[REQUIREMENT]: Copy word for word everything below, from the line that contains "Teacher note: the class should annotate each instance of the low" down to the end of the entries, including both ends. Leave the pictures out of your answer.

[A run of entries]:
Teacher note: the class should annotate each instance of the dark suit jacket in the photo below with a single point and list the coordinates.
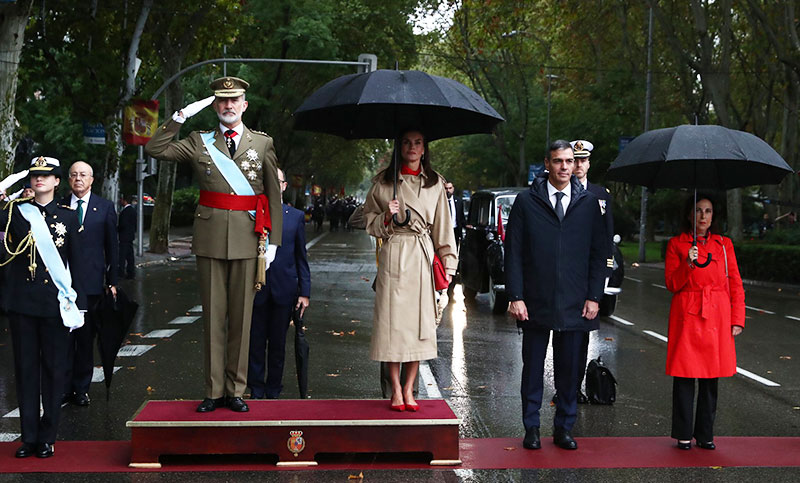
(99, 246)
(127, 224)
(608, 217)
(289, 276)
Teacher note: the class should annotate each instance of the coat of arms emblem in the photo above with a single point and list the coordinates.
(296, 443)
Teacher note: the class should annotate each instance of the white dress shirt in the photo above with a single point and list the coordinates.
(551, 193)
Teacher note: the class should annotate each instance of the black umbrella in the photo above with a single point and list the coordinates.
(301, 350)
(115, 317)
(705, 157)
(381, 103)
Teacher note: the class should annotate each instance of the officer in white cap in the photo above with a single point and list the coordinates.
(44, 303)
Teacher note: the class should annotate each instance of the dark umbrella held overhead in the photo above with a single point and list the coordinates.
(115, 317)
(698, 157)
(301, 350)
(381, 103)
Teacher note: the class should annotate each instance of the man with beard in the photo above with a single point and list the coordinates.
(236, 169)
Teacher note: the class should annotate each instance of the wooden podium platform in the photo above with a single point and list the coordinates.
(295, 430)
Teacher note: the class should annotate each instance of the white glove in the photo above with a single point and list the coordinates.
(271, 250)
(192, 109)
(8, 182)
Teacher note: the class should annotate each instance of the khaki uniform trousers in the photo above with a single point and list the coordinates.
(227, 290)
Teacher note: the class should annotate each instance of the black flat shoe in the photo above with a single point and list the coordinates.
(27, 449)
(564, 440)
(237, 404)
(532, 440)
(209, 404)
(44, 450)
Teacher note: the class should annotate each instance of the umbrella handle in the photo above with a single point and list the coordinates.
(702, 264)
(404, 222)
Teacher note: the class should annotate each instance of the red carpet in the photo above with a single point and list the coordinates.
(494, 453)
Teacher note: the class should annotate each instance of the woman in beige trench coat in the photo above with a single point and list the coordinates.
(404, 328)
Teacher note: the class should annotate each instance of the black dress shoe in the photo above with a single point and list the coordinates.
(81, 399)
(27, 449)
(44, 450)
(709, 445)
(531, 440)
(237, 404)
(209, 404)
(564, 440)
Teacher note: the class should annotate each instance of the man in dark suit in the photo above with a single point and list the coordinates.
(456, 207)
(583, 150)
(288, 287)
(97, 272)
(126, 229)
(554, 266)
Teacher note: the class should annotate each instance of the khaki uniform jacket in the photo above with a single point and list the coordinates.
(404, 327)
(225, 234)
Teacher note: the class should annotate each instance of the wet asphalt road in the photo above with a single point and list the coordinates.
(478, 369)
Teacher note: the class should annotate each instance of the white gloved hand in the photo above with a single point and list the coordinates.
(271, 251)
(192, 109)
(11, 179)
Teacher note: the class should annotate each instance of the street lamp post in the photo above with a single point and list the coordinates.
(550, 78)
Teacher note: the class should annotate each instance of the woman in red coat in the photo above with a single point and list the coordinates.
(706, 313)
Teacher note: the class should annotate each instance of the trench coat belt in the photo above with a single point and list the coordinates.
(705, 301)
(421, 239)
(224, 201)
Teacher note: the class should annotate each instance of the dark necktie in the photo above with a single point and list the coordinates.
(229, 135)
(559, 206)
(80, 212)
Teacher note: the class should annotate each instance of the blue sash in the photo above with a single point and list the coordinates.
(70, 314)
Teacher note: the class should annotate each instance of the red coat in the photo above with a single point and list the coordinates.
(704, 308)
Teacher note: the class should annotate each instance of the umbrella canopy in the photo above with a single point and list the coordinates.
(301, 350)
(115, 317)
(701, 157)
(380, 103)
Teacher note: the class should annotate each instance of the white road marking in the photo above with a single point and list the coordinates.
(314, 241)
(99, 376)
(186, 319)
(133, 350)
(428, 381)
(160, 333)
(759, 310)
(620, 320)
(655, 334)
(756, 377)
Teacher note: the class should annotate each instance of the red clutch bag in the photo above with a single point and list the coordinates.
(439, 275)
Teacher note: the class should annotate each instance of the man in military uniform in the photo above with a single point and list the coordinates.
(44, 303)
(583, 150)
(236, 170)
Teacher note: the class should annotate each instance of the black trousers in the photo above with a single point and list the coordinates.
(267, 348)
(126, 258)
(80, 362)
(566, 353)
(40, 362)
(683, 403)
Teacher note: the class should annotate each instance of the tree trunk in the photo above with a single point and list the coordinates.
(13, 19)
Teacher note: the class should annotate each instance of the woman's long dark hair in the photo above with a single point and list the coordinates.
(431, 177)
(687, 221)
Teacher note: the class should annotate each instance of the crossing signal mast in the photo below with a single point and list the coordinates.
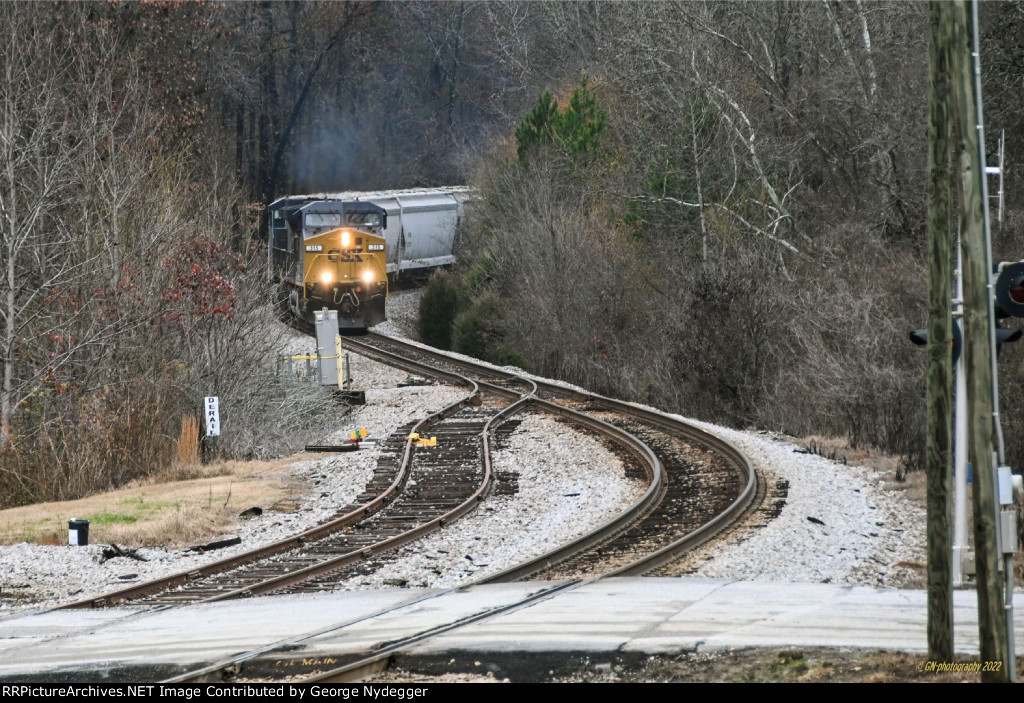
(985, 295)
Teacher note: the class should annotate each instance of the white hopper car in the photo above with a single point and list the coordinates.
(421, 223)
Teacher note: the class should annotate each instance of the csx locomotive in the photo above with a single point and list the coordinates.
(390, 233)
(330, 254)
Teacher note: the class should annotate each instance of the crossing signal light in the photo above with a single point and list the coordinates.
(920, 337)
(1010, 290)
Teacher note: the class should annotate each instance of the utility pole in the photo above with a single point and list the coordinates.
(939, 370)
(979, 348)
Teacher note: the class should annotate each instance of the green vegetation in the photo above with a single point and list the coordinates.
(438, 308)
(574, 130)
(108, 518)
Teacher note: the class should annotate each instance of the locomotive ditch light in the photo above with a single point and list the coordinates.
(1010, 290)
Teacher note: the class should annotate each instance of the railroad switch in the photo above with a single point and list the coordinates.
(423, 441)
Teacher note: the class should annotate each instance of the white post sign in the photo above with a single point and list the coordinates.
(212, 416)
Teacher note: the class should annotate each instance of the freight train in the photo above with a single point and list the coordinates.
(341, 251)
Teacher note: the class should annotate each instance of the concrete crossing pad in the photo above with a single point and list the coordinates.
(624, 616)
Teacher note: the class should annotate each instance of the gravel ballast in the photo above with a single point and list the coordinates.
(568, 483)
(861, 532)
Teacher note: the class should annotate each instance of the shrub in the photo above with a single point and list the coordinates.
(476, 332)
(438, 308)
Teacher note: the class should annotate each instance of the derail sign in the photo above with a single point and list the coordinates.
(212, 416)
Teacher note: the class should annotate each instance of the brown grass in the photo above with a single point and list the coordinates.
(174, 514)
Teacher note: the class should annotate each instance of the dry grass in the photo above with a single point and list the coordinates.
(173, 514)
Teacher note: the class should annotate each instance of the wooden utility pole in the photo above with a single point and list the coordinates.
(978, 350)
(939, 370)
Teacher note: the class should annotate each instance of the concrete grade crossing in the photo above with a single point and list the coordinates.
(624, 617)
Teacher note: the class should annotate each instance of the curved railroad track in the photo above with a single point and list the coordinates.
(697, 486)
(706, 484)
(446, 482)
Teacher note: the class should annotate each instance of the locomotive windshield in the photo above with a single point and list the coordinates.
(363, 220)
(323, 220)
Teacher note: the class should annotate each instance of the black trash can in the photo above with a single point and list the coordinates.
(78, 532)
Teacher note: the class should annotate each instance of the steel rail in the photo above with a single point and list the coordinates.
(691, 432)
(299, 575)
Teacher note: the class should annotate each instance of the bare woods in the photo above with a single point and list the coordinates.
(718, 208)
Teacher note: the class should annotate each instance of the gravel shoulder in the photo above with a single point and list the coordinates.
(867, 533)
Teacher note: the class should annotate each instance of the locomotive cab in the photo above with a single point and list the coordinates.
(330, 254)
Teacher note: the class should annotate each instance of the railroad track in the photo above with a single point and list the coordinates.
(698, 485)
(426, 488)
(704, 484)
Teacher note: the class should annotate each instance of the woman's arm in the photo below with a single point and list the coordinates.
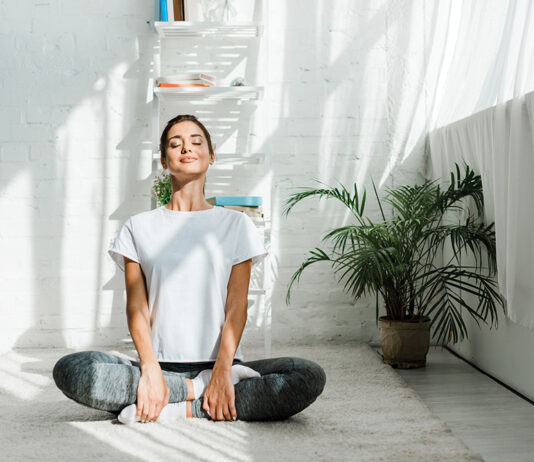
(138, 313)
(152, 390)
(219, 397)
(235, 313)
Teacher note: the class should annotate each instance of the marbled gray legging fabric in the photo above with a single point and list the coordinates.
(102, 381)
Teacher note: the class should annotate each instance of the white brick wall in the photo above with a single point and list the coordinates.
(341, 84)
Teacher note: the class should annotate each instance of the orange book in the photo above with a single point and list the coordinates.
(183, 85)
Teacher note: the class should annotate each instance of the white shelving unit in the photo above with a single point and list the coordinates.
(176, 31)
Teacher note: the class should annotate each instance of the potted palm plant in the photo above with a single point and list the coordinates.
(395, 259)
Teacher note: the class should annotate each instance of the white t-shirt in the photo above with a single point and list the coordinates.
(187, 258)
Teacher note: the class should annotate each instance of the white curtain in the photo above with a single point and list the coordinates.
(480, 80)
(499, 144)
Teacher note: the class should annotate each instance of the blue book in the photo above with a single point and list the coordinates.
(248, 201)
(163, 10)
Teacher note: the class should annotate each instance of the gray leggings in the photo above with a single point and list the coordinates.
(102, 381)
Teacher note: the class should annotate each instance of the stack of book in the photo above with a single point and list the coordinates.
(251, 205)
(198, 79)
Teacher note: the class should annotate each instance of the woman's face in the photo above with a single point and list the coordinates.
(187, 150)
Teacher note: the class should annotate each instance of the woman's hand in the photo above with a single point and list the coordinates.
(152, 392)
(219, 396)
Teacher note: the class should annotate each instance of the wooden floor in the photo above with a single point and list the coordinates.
(488, 417)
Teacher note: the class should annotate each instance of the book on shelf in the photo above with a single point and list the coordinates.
(198, 79)
(251, 205)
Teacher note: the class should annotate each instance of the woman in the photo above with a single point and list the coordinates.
(187, 271)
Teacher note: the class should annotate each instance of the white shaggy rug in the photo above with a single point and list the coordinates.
(365, 413)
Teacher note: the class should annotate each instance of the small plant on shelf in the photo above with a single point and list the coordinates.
(162, 188)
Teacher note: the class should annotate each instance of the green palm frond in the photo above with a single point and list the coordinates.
(395, 258)
(352, 202)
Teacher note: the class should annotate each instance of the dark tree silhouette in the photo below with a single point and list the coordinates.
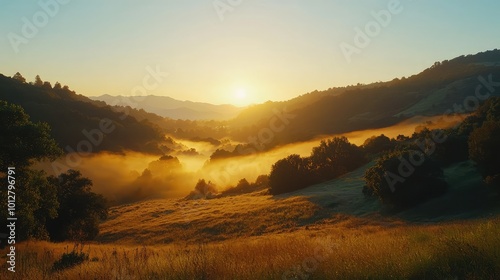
(484, 149)
(19, 77)
(289, 174)
(38, 81)
(80, 210)
(398, 181)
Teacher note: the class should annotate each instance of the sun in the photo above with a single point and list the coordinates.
(240, 97)
(240, 94)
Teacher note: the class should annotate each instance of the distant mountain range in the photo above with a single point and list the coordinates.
(171, 108)
(450, 86)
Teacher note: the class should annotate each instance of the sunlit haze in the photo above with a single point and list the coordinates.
(241, 53)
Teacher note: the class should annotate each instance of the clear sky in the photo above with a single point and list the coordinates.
(236, 51)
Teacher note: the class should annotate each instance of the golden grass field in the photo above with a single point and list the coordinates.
(349, 248)
(327, 231)
(258, 236)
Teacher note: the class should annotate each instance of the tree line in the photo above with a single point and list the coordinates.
(47, 207)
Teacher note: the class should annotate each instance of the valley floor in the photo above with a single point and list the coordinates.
(458, 250)
(327, 231)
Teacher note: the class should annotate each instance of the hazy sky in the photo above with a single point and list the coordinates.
(236, 51)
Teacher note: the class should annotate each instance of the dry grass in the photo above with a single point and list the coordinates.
(347, 249)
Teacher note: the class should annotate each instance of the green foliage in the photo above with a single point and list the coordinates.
(335, 157)
(69, 114)
(70, 259)
(398, 182)
(243, 186)
(290, 174)
(457, 258)
(19, 77)
(36, 202)
(22, 140)
(80, 210)
(484, 149)
(329, 160)
(378, 144)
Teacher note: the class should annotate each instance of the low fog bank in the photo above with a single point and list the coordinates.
(132, 176)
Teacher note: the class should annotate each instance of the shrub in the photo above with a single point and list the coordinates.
(335, 157)
(484, 149)
(404, 178)
(290, 174)
(378, 144)
(70, 259)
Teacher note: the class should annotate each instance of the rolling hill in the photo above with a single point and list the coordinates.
(435, 91)
(75, 119)
(174, 109)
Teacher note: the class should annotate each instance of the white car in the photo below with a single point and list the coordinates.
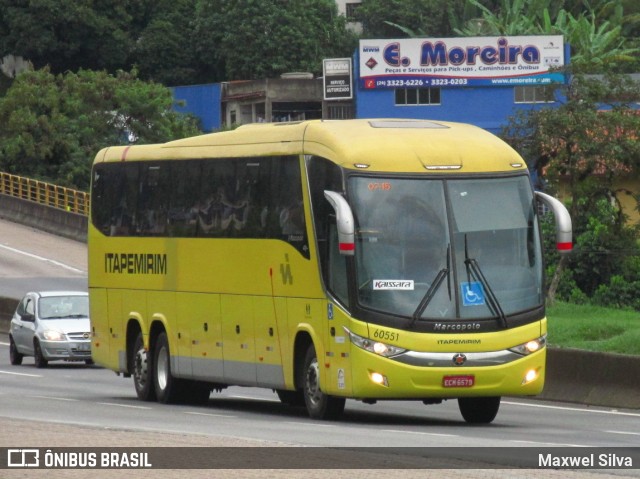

[THE OUTPUT]:
Teacher note: the class should annotate each instance of the low fog bank in the photo above with a single point and list the coordinates.
(132, 176)
Teacher note: the class should annotate each instance of the shrub in the photo above with a single point and list the coordinates.
(335, 157)
(484, 149)
(404, 178)
(290, 174)
(378, 144)
(70, 259)
Teacher note: the class should annotate each instance of the rolling hill in the photo above with a single point and list the coordinates.
(435, 91)
(75, 119)
(174, 109)
Teacher note: the class should annotate each instance of the white car in the photo below with a single point and list the coordinates.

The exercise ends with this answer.